- Exercise objective
Extract the final stretch of the data: the line that contains "Q: In the photo above, point to the metal" and every line after it, unaltered, and no other lines.

- Data shown
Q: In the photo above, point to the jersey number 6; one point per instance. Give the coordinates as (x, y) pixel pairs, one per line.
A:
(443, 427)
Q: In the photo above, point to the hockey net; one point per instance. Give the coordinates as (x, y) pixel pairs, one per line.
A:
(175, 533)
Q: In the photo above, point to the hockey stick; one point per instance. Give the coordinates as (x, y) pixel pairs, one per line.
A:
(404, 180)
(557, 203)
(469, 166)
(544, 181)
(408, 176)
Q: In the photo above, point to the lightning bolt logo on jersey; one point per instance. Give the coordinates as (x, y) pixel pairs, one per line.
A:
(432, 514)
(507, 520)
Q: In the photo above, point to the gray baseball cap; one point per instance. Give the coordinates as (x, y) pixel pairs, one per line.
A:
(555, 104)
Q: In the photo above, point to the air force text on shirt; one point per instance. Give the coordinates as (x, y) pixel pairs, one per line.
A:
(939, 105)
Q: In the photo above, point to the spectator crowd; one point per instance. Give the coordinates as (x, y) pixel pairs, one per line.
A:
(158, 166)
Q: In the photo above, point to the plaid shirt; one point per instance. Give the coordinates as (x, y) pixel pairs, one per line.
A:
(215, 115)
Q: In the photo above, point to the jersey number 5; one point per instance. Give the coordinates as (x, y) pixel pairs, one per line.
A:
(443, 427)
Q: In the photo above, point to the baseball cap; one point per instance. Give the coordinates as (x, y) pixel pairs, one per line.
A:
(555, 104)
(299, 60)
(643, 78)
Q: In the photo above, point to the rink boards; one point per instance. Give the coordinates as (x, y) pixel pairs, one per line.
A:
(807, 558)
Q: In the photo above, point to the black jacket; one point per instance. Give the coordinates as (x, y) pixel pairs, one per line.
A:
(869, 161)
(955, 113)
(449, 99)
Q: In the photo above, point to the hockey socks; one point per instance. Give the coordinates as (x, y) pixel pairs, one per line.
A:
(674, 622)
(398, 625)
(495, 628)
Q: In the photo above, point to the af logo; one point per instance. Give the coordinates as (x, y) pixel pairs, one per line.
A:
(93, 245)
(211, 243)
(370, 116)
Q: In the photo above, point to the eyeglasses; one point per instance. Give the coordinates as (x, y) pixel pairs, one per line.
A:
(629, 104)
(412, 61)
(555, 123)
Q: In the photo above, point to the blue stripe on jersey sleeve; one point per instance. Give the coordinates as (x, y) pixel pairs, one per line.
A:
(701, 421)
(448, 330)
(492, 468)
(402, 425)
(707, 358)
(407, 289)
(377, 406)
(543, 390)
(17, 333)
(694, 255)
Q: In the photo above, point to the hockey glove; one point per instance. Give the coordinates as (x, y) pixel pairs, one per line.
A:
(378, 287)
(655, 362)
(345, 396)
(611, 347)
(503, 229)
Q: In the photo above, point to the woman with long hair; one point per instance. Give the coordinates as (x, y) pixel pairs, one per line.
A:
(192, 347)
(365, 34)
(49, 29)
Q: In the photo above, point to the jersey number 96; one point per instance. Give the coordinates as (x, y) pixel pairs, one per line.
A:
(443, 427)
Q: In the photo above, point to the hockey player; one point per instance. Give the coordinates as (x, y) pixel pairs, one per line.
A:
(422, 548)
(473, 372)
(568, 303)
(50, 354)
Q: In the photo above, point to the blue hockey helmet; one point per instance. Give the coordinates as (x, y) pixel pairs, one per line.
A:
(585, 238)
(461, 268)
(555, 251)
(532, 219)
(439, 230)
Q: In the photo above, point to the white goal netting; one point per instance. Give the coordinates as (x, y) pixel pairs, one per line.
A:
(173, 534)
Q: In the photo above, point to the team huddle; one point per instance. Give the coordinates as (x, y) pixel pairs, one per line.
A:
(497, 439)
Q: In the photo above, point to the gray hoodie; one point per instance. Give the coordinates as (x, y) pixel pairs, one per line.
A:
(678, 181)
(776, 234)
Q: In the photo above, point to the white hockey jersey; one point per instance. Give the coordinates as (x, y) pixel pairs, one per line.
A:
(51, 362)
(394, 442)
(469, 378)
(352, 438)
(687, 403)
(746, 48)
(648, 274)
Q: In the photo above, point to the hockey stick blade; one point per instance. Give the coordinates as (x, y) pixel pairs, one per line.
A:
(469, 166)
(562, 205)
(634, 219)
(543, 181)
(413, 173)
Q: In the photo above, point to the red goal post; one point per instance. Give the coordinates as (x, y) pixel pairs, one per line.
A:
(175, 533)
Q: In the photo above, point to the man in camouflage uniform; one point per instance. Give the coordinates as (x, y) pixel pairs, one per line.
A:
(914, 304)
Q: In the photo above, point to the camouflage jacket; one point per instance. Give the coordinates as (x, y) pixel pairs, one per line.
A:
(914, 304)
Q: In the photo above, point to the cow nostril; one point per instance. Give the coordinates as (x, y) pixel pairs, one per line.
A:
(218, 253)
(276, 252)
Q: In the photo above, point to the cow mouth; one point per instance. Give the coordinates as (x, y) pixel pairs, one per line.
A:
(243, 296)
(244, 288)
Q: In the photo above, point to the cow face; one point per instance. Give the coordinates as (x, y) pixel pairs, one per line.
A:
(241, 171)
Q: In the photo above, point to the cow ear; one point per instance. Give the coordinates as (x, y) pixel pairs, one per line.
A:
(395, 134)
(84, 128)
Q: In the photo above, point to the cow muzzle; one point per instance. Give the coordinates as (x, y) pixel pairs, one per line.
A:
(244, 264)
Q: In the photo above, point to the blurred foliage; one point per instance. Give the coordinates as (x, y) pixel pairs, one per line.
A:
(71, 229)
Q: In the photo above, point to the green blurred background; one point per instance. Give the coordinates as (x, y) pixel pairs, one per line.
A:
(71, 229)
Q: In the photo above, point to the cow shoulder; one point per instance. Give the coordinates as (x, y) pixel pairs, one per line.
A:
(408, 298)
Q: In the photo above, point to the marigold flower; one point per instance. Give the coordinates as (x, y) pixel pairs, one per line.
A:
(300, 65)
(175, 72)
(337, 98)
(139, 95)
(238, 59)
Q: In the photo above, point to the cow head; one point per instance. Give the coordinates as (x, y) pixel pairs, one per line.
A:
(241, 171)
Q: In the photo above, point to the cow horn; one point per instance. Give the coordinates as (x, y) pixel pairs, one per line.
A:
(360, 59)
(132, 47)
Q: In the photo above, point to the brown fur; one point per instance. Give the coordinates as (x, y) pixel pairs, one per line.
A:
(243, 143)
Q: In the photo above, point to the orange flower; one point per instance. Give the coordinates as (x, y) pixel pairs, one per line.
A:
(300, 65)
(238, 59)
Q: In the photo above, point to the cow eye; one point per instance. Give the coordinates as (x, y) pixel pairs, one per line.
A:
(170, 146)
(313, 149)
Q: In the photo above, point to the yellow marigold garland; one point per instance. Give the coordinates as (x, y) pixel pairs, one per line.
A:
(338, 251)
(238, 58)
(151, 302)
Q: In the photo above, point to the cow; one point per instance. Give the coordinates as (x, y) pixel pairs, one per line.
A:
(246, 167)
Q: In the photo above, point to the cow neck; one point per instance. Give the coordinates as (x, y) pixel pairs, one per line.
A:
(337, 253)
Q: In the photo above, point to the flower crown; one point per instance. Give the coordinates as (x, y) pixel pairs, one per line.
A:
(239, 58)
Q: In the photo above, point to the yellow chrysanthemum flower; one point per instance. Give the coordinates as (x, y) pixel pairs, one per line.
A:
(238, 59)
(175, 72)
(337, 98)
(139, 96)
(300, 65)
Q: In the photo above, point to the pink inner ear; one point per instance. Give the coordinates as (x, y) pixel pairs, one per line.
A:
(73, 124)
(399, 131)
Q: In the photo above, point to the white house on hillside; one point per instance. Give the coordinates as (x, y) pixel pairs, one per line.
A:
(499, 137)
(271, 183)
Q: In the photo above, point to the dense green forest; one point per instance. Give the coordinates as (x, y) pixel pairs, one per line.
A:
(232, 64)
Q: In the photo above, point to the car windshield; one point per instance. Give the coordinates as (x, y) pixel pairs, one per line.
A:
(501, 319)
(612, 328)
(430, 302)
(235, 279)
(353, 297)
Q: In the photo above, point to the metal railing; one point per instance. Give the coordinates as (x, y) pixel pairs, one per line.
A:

- Task solution
Q: In the photo above, point to the metal railing; one point per instance. Give the coordinates as (x, y) pixel pairs, one per line.
A:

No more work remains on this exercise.